THE PROBLEM: With the pictures left out, repeat every entry that follows exactly.

*** Block opens ***

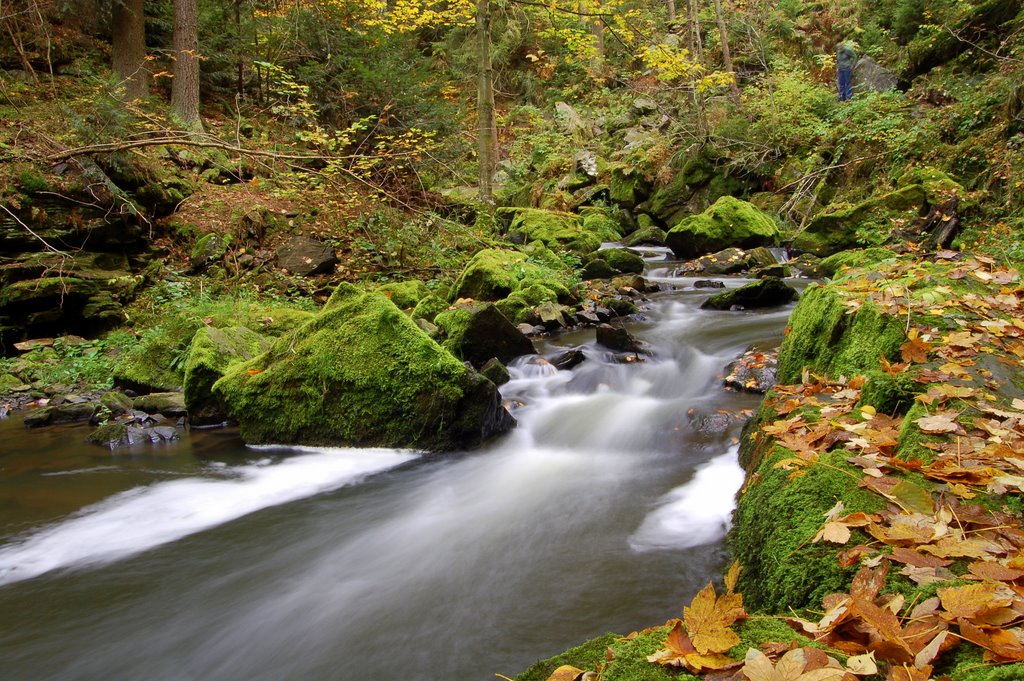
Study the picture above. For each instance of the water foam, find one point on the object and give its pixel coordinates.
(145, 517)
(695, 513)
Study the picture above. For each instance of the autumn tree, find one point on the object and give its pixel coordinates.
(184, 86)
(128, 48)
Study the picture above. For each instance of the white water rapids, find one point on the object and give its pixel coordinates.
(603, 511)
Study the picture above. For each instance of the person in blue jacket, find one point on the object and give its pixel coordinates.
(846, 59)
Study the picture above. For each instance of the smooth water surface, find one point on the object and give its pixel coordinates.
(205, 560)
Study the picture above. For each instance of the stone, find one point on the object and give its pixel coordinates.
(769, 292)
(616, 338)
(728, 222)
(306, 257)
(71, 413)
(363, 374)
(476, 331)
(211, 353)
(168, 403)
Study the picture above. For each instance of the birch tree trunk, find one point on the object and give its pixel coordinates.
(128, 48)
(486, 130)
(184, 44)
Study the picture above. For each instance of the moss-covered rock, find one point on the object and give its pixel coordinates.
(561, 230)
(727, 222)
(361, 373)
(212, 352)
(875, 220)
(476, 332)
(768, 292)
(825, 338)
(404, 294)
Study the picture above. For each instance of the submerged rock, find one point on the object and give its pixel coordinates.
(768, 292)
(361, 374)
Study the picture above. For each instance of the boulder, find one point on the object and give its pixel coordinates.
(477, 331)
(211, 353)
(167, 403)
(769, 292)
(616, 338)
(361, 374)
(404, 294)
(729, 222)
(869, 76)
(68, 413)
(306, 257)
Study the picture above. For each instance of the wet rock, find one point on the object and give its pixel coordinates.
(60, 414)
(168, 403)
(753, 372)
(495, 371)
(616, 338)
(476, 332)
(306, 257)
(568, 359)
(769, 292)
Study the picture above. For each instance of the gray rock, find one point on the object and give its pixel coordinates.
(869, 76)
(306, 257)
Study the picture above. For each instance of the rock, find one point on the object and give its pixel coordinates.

*** Block closes ***

WRITTEN RESPONSE:
Study the picture above. For each instance of the water foam, find one point on the object and give its pixel coordinates.
(145, 517)
(695, 513)
Study the picture above. For each instance of the autumn tree, find one point on the object and give its pixel coordinates.
(184, 86)
(128, 48)
Study the picture above. For each instance of the white water rapids, find one point on the object and give its pixel coordinates.
(603, 511)
Study the picture above. For each instance of the person in blue jacket, find one point on the object and give its pixel coordinates.
(846, 59)
Study the picture above. For each instance of the smooth water surface, find one point on the object and give its pixel coordinates.
(205, 560)
Study the picture above. For each instance of the stone, find one point on the object and give its pixel coordinates.
(769, 292)
(616, 338)
(728, 222)
(306, 257)
(71, 413)
(363, 374)
(476, 331)
(211, 353)
(168, 403)
Study the picture above. For each instance of the birch tree trunk, find one point on the object and give its pixel coordinates.
(128, 48)
(486, 130)
(184, 44)
Study the picture above. For each instance of the moss-covered rock, find one point on the object and give its pixel coordinates.
(561, 230)
(727, 222)
(361, 373)
(212, 352)
(875, 220)
(476, 332)
(768, 292)
(825, 338)
(404, 294)
Study the picture above. For each instance of the submerged rock, find one point on the object and give its pixel coordinates.
(768, 292)
(361, 374)
Study the picture above. For each instance of the boulder, find one point on the object and give its pixel coordinates.
(477, 331)
(211, 353)
(167, 403)
(769, 292)
(616, 338)
(361, 374)
(404, 294)
(729, 222)
(869, 76)
(68, 413)
(306, 257)
Study the picture above. For each instance of the wet rock, find one point on the object and give its pixel coordinates.
(60, 414)
(168, 403)
(753, 372)
(495, 371)
(616, 338)
(476, 332)
(306, 257)
(568, 359)
(769, 292)
Study the picture above. For each instance of the gray rock, find one point on the object and give its pixel coordinates.
(869, 76)
(306, 257)
Study the picture above. For each instance of the rock, find one point on the object and give its pixel coordinates.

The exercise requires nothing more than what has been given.